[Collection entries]
↓↓↓
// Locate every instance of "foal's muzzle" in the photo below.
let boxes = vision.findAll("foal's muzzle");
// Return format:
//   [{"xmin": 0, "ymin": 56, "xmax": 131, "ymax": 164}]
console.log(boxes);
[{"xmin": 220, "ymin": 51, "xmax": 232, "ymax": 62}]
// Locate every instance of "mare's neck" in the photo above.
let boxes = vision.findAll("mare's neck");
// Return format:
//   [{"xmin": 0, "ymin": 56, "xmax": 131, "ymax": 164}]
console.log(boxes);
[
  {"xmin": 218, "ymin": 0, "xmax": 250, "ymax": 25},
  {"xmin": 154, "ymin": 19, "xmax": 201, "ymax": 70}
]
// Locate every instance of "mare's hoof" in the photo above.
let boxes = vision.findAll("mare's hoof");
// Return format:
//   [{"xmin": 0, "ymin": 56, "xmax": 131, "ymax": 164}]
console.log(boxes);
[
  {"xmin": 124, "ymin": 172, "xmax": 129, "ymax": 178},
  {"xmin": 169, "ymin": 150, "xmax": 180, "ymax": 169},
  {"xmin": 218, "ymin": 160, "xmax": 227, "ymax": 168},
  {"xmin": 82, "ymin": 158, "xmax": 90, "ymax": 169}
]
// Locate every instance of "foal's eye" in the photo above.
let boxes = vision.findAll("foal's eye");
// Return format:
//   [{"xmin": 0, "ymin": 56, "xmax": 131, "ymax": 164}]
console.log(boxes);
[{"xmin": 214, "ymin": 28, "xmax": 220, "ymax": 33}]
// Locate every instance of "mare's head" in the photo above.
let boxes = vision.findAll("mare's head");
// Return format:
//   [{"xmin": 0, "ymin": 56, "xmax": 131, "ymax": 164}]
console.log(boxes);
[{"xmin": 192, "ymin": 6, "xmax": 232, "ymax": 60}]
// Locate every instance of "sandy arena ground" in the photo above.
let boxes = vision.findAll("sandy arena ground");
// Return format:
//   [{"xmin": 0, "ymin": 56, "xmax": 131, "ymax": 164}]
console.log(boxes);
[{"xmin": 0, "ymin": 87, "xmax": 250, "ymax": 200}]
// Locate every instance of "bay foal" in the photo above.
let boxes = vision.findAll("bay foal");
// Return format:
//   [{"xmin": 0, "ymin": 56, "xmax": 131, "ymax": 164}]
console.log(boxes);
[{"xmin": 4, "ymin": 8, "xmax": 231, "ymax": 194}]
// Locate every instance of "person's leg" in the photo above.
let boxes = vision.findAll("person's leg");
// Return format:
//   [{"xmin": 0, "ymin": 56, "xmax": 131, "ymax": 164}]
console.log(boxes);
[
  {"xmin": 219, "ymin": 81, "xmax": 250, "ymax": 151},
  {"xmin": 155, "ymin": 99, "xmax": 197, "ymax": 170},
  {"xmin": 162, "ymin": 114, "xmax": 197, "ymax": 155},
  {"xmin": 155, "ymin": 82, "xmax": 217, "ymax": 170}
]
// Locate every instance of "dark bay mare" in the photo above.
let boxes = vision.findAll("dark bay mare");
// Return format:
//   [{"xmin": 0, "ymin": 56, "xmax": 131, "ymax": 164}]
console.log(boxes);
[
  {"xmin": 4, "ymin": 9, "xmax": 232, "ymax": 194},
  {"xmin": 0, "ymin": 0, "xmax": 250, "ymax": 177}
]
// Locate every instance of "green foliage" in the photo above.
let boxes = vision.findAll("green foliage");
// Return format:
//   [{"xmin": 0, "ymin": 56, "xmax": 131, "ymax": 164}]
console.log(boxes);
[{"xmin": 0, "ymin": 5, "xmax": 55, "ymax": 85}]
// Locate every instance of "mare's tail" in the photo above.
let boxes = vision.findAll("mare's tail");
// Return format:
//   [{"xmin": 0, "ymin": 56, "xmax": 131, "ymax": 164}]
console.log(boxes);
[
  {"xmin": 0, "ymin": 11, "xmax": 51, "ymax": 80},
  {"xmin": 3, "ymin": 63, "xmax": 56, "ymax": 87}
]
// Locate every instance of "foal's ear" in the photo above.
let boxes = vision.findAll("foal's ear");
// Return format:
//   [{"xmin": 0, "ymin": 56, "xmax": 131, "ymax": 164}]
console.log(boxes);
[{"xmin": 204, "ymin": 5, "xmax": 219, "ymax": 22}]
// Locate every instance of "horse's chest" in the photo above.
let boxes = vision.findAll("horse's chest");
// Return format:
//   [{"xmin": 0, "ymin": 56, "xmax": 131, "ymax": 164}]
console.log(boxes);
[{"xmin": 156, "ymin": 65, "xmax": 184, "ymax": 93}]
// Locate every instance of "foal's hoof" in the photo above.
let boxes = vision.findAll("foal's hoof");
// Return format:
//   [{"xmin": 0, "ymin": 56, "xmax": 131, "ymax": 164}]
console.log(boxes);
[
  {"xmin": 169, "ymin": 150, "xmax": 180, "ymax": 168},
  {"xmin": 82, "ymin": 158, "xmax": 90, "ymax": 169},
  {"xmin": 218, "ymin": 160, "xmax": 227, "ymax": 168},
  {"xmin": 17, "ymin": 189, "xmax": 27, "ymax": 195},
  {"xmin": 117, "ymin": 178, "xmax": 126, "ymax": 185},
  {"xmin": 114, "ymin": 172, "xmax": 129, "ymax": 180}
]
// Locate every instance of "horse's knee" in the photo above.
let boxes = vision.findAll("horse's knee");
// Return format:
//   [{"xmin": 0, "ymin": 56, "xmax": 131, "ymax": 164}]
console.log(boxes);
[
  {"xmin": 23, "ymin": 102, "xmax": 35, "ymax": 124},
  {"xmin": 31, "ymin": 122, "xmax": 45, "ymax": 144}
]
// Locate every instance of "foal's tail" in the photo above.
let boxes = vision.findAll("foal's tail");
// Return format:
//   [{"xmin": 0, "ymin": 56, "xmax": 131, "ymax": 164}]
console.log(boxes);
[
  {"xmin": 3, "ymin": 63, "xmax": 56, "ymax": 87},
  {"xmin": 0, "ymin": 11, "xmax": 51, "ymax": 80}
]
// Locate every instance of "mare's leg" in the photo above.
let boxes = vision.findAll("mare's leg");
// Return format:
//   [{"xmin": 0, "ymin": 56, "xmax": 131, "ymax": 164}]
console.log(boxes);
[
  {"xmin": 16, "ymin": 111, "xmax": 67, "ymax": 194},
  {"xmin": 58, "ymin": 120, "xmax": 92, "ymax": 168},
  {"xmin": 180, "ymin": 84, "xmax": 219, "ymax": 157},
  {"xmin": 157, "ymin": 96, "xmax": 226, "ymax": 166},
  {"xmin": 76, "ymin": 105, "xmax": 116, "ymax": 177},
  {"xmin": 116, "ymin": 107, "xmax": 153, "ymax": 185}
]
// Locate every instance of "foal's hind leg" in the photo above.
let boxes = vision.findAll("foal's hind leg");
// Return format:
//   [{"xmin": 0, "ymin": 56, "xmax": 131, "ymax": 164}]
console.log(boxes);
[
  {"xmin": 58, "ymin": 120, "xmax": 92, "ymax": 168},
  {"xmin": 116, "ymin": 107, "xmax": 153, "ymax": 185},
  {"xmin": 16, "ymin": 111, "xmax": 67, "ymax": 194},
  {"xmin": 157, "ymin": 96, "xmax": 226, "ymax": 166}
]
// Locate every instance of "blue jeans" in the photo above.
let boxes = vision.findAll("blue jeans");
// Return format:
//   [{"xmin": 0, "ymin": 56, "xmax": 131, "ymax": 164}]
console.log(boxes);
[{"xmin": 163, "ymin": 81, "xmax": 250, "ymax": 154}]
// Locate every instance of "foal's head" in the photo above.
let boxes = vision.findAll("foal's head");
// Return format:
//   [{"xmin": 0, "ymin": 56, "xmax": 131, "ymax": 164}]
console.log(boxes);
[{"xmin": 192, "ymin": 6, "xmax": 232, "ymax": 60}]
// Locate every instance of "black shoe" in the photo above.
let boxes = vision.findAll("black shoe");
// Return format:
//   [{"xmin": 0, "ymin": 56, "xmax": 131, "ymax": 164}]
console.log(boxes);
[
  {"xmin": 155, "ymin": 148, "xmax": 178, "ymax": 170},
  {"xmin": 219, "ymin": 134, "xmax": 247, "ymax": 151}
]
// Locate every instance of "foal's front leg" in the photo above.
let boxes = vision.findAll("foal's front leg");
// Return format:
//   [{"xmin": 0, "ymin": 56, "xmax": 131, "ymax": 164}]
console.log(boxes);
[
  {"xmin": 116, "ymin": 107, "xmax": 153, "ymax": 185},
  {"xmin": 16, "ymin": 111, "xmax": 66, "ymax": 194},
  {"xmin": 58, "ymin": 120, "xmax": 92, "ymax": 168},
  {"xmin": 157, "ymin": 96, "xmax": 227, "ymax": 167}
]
↑↑↑
↓↓↓
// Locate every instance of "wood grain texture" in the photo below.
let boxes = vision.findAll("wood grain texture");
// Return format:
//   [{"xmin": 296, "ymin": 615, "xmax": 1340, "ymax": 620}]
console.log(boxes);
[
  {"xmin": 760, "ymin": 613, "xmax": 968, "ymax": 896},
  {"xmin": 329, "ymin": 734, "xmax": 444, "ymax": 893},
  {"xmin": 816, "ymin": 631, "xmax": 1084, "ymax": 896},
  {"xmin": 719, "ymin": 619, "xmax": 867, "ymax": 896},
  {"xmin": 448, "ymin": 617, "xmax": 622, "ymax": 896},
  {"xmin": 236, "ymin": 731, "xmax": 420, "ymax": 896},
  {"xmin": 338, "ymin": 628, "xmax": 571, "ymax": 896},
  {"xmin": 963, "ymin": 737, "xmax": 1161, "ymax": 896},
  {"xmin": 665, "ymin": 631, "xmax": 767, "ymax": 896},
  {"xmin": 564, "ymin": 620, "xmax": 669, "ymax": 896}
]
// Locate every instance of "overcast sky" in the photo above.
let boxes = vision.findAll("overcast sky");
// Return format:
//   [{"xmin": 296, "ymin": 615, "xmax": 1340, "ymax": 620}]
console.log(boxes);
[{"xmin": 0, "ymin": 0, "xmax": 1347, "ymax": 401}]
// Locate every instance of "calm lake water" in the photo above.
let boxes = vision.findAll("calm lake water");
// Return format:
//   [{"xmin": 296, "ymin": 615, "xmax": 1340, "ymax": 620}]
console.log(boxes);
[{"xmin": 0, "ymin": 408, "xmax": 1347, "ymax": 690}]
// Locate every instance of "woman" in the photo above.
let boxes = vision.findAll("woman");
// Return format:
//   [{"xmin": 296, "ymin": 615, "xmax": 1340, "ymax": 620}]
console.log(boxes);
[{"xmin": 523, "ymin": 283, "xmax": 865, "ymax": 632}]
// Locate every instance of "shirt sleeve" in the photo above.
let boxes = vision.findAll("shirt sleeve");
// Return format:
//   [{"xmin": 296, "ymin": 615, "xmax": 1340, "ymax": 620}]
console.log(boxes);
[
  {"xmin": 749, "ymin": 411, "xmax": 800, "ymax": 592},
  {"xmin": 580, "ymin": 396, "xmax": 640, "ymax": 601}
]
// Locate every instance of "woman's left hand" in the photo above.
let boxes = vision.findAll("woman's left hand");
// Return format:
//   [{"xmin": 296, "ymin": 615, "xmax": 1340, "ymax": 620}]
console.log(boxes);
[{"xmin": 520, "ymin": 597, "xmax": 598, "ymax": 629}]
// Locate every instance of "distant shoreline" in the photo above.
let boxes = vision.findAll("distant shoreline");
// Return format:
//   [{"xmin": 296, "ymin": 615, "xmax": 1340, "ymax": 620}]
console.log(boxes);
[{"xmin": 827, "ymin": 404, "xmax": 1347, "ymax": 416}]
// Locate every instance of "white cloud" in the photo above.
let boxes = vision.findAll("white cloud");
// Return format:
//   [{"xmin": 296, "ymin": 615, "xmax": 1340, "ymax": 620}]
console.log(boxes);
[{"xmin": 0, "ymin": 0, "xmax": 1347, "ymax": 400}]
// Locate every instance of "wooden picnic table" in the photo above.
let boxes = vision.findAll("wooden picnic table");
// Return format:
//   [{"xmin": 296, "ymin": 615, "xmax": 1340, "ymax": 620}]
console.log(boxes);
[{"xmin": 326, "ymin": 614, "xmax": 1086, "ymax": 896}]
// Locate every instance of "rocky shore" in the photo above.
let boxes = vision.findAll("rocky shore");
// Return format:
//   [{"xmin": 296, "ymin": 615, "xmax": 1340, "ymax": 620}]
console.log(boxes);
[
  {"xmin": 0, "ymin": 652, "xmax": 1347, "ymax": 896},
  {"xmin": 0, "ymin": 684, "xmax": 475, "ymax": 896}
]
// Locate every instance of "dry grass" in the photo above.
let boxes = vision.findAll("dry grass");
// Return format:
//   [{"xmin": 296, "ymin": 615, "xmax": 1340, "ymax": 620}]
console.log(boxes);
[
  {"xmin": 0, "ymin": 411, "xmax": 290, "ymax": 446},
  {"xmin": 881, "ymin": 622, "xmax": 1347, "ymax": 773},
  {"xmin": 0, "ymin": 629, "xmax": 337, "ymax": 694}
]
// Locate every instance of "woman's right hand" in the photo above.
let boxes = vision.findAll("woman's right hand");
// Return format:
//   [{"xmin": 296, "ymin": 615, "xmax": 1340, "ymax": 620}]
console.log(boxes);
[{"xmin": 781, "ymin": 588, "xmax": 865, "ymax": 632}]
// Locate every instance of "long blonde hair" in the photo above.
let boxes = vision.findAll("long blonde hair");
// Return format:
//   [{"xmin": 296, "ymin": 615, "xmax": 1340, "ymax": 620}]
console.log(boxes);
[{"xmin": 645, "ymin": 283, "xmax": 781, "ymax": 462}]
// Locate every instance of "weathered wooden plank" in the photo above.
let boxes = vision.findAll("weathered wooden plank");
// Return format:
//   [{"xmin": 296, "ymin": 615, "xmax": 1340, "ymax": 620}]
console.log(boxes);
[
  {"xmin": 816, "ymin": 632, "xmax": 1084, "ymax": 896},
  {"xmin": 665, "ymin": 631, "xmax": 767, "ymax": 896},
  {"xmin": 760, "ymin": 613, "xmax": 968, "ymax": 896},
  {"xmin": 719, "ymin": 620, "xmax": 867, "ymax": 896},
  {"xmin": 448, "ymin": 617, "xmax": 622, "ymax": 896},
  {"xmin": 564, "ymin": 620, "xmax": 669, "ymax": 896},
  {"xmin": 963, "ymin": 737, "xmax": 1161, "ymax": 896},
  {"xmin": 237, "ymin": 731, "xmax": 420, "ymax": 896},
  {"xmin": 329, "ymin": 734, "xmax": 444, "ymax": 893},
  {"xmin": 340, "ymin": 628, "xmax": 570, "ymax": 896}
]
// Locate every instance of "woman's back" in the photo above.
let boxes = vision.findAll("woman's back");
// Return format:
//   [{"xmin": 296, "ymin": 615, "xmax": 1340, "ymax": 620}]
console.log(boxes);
↑↑↑
How many lines in the items above contain the string "muzzle"? Reply with the count only.

2